* Exercise goal: Copy word for word the lines of the records from the line with "query (the phrase naming what to segment): plastic" to the line with "444L1072 443L1072 436L1061", including both of those lines and nothing else.
^^^^^^^^^^^^^^^^
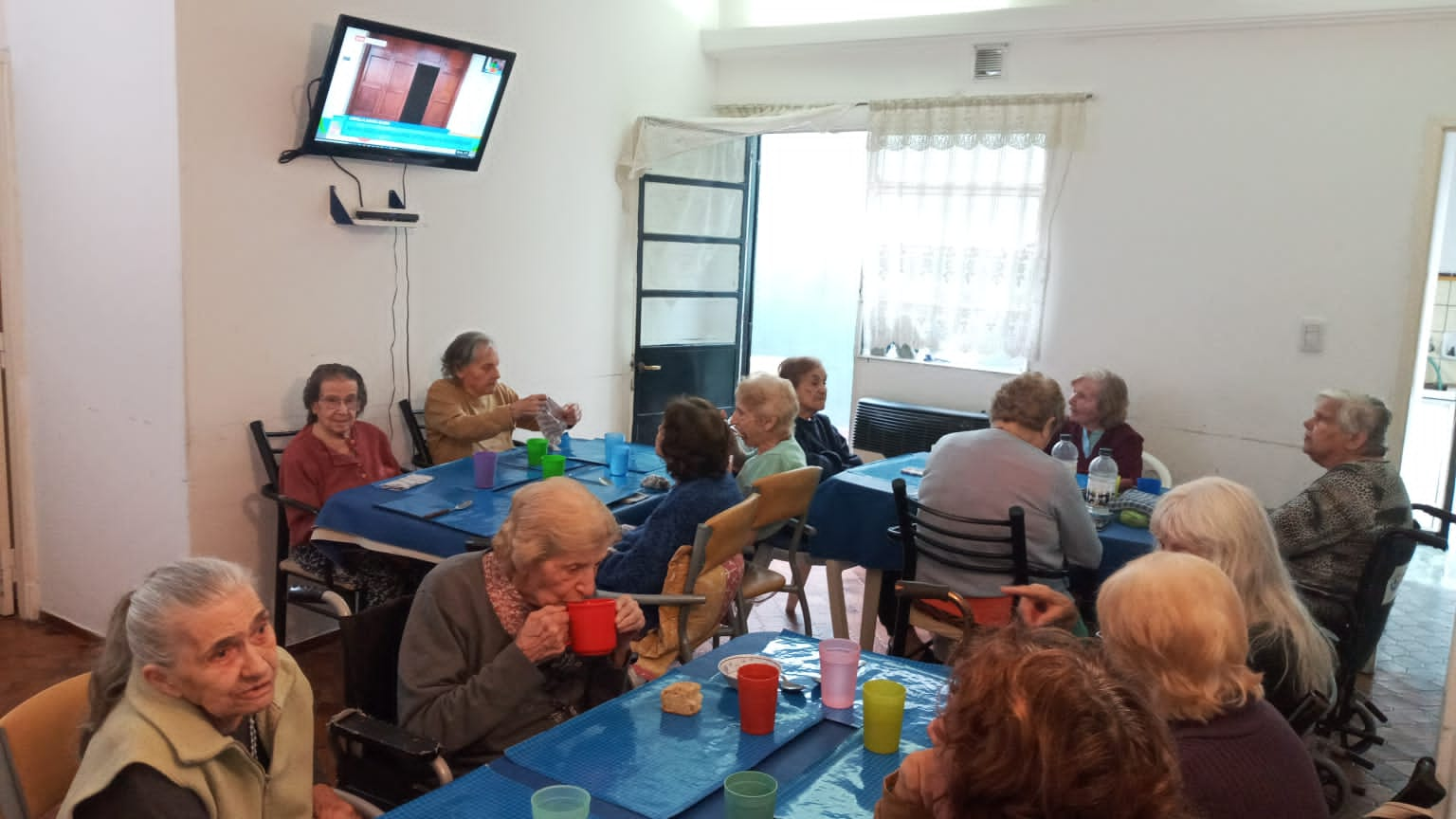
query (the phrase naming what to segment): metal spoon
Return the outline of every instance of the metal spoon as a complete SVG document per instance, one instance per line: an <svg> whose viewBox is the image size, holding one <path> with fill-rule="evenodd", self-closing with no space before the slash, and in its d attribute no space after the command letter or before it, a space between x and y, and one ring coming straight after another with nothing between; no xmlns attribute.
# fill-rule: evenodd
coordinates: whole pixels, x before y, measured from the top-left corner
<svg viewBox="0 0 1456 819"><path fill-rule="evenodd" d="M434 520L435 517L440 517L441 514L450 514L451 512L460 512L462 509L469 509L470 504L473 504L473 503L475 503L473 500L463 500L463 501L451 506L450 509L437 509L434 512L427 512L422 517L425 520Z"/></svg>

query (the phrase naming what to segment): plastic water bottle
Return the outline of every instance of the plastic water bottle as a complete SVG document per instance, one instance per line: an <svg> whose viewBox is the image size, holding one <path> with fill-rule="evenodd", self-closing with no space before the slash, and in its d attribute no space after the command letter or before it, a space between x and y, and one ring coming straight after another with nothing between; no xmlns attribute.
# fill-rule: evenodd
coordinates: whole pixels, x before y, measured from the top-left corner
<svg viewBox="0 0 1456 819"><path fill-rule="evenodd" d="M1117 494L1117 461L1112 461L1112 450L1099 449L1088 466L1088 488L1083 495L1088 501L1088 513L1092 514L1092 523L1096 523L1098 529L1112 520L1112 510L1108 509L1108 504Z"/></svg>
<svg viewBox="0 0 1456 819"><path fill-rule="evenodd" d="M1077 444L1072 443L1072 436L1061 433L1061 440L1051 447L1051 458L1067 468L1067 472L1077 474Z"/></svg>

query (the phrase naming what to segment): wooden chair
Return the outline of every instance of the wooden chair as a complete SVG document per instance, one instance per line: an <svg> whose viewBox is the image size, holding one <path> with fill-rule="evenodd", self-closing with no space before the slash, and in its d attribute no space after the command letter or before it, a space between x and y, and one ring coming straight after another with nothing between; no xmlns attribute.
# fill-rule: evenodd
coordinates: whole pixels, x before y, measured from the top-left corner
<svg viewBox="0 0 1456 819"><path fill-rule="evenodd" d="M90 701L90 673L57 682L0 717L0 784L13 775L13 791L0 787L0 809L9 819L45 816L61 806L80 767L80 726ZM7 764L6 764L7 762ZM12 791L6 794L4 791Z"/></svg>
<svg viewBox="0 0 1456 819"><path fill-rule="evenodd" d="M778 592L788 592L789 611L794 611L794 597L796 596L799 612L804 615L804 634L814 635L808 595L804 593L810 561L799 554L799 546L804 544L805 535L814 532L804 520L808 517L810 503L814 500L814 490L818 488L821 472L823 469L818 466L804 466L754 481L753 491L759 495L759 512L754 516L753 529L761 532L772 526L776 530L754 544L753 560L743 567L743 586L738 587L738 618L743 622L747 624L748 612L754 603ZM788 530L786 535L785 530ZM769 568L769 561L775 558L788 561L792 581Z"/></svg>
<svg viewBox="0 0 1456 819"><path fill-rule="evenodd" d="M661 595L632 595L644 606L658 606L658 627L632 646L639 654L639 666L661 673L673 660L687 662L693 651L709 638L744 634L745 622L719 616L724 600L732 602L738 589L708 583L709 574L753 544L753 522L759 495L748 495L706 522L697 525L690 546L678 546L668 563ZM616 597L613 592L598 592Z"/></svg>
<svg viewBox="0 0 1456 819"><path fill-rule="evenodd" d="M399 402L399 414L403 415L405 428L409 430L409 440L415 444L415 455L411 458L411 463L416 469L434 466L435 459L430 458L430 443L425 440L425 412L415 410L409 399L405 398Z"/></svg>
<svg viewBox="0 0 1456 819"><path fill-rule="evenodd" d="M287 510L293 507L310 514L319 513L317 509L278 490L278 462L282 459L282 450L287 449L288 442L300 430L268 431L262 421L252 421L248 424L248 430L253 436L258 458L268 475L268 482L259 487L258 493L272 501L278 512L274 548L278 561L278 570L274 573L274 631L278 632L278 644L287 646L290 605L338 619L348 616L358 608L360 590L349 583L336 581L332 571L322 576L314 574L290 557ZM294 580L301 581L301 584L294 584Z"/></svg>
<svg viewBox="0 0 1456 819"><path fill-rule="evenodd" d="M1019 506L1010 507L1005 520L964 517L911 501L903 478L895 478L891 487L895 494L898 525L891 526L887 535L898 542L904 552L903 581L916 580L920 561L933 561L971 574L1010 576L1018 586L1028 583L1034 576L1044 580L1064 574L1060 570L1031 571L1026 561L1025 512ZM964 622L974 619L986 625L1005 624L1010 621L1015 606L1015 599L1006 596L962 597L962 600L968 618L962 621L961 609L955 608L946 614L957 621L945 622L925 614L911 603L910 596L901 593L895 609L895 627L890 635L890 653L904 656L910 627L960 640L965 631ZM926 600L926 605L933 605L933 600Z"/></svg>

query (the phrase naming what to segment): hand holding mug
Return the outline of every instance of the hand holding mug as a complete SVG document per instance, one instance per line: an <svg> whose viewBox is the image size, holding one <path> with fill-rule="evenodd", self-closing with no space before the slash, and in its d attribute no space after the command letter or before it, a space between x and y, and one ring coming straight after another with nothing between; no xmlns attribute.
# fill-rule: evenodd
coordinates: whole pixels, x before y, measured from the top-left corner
^^^^^^^^^^^^^^^^
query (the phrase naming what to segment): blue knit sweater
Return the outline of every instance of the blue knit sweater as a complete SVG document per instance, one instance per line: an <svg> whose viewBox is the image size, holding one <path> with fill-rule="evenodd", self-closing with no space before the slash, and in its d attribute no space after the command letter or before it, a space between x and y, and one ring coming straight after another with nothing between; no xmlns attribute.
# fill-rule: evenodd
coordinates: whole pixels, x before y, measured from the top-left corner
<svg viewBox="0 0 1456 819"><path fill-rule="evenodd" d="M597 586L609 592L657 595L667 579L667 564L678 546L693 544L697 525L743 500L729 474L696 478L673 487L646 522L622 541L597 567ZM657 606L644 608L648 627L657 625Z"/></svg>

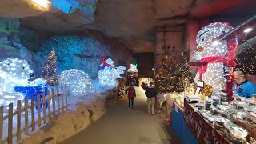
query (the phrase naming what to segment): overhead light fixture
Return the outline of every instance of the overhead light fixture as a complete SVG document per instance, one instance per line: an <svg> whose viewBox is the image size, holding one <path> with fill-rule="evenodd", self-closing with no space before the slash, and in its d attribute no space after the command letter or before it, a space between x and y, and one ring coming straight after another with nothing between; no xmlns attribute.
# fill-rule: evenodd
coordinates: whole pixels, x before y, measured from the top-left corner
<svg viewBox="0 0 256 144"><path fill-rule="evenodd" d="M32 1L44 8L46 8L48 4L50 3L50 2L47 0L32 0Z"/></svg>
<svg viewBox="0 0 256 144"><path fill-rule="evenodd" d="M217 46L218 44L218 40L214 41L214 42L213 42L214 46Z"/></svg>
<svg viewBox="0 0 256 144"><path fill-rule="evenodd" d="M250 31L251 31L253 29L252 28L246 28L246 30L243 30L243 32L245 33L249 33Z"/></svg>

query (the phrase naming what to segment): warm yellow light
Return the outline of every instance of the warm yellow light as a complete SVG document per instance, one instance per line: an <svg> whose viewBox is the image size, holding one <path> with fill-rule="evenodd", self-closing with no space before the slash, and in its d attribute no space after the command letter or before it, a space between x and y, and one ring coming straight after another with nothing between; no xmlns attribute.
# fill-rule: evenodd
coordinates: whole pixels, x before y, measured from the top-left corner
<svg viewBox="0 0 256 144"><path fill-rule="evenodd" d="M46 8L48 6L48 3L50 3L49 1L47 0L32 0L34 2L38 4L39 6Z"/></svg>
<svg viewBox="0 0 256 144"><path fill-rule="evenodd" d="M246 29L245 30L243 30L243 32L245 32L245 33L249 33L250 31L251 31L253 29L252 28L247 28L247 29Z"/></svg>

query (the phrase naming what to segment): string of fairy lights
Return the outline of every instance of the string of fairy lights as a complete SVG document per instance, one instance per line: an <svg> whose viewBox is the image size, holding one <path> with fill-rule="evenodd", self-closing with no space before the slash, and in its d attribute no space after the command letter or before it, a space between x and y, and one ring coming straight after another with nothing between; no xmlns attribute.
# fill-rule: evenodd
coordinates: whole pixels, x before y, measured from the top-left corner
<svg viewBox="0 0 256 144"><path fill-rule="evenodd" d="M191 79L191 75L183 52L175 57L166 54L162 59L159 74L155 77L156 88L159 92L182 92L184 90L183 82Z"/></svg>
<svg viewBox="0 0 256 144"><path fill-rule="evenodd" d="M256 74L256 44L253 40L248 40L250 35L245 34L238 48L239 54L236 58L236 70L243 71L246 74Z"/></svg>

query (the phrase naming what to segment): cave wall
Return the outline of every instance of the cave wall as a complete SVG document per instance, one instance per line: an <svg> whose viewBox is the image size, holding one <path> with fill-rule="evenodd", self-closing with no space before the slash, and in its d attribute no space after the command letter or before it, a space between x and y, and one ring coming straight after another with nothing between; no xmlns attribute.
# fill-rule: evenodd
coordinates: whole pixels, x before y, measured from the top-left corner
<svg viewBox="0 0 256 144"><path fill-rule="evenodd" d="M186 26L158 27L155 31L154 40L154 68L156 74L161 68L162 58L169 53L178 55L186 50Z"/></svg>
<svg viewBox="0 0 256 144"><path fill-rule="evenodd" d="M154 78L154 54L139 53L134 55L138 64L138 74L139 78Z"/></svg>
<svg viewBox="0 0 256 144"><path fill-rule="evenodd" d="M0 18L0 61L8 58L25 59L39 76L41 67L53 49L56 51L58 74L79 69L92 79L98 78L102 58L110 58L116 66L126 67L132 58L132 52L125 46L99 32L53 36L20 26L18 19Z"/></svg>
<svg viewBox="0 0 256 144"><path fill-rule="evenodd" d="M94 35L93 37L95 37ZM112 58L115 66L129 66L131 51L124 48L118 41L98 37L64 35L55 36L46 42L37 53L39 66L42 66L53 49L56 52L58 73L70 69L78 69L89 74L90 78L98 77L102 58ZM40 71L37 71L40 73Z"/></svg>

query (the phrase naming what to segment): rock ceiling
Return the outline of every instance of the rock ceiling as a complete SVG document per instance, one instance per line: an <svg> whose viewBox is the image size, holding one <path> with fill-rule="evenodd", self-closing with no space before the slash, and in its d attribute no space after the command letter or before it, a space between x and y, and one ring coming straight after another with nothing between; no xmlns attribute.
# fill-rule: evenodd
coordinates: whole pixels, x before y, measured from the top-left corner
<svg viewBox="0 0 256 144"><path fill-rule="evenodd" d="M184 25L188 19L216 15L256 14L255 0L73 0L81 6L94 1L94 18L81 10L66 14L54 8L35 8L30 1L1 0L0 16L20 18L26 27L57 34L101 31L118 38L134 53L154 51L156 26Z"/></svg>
^^^^^^^^^^^^^^^^
* Written response:
query (the phrase naming what to segment): plastic water bottle
Return the outline of every instance of the plastic water bottle as a complete SVG document per instance, one instance per line: an <svg> whose viewBox is the image size, holding one <path> with fill-rule="evenodd", self-closing with no space before the slash, and in its d attribute no space after the command letter or before it, a space between x and y, and one ring coming straight after another with nothing between; no xmlns attribute.
# fill-rule: evenodd
coordinates: whole pixels, x before y, measured from the top-left corner
<svg viewBox="0 0 1456 819"><path fill-rule="evenodd" d="M1117 494L1117 461L1112 461L1112 450L1099 449L1088 466L1088 488L1083 495L1088 501L1088 513L1092 514L1092 523L1096 523L1098 529L1112 520L1112 510L1108 509L1108 504Z"/></svg>
<svg viewBox="0 0 1456 819"><path fill-rule="evenodd" d="M1077 444L1072 443L1072 436L1061 433L1061 440L1051 447L1051 458L1067 468L1067 472L1077 474Z"/></svg>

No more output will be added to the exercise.